> **Texte fourni**:

_ _ _

Né le 23 février 1923 non loin de Charleroi berceau des éditions Dupuis, Marcel Denis rêve depuis toujours de dessiner. Dès la Libération il publie des cartoons dans Le Soir Illustré, Le Moustique, La Libre Belgique, Excelsior où paraît sa première bande dessinée, « Les exploits sensationnels de Jim et Bill Burton ». Employé comme lettreur en 1952 par les éditions Dupuis, il rejoint le studio que dirige Maurice Rosy où travaillent les jeunes Willy Lambil, Arthur Piroton, Marcel Remacle, Jamic. En 1957, André Franquin débordé par ses nombreuses collaborations l’invite à partager modestement son studio aux côtés de Jidéhem et Roba. Collaboration fructueuse qui lui permet de côtoyer le Maître et dont le point d’orgue sera la publication en 1959 dans Spirou d’une courte oeuvre commune « « L’Île au Boumptéryx » sous le pseudonyme Ley Kip. Maurice Rosy lui propose du reprendre « Tif et Tondu » en 1960, ce qu’il accepte avec enthousiasme. Après l’échec de cette reprise, il anime une série de courtes histoires loufoques « Les Frères Clips », deux inventeurs farfelus, dont les épisodes sont surtout publiés dans les numéros spéciaux de Spirou. Il crée « Hultrasson le Viking » avec son ami Marcel Remacle qu’il assiste aussi sur « Le Vieux Nick ». Il quitte l’hebdomadaire en 1969 et abandonne la bande dessinée suite à de sérieux problèmes de santé. Il travaille pour un imprimeur, revient à la peinture en amateur, jusqu’à son décès le 18 mars 2002 à 79 ans. Étoile filante dans l’histoire de l’hebdomadaire Spirou Marcel Denis était un joyeux compagnon selon son entourage. Pour lui, qui n’a eu qu’un seul album publié en 1946, cette intégrale de 146 pages aurait été un immense bonheur.
Espérons que vous serez nombreux à savourer cet OVNI au parfum délicieusement rétro dont il faut remercier les éditions Dupuis d’avoir eu la bonne idée de l’exhumer.
Henri FILIPPINI
« Tif et Tondu, intégrale T3 : 1960-1961 » par Marcel Denis
Éditions Dupuis (35 €) – ISBN : 979 1 0347 3728 4
En complément à cet article, je signale que les ayant-droit de Rosy s’opposent à la continuation de la série Choc par le fils de Will (Maltaite, donc) et Colman.

_ _ _

> **Données enregistrées**:
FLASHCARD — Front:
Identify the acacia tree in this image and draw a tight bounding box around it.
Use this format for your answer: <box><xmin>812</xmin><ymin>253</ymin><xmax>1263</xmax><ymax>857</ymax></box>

_ _ _

> **Exercices**:
1. Recopiez, s'il vous plaît, le passage du texte sur Marcel Denis qui commence par « Henri FILIPPINI » et se poursuit jusqu'à « donc) et Colman. ».
2. Les affirmations suivantes concordent-elles avec le texte sur Marcel Denis ? Répondez par oui ou par non, en citant à chaque fois les mots décisifs du texte. (a) Marcel Denis est né en 1923. (b) Marcel Denis a quitté l'hebdomadaire Spirou en 1972. (c) « L'Île au Boumptéryx » a été publiée sous le pseudonyme Ley Kip.

> **Corrigé**:
1.
Henri FILIPPINI
« Tif et Tondu, intégrale T3 : 1960-1961 » par Marcel Denis
Éditions Dupuis (35 €) – ISBN : 979 1 0347 3728 4
En complément à cet article, je signale que les ayant-droit de Rosy s’opposent à la continuation de la série Choc par le fils de Will (Maltaite, donc) et Colman.

2.
(a) Oui : « Né le 23 février 1923 ».
(b) Non : « Il quitte l’hebdomadaire en 1969 ».
(c) Oui : « sous le pseudonyme Ley Kip ».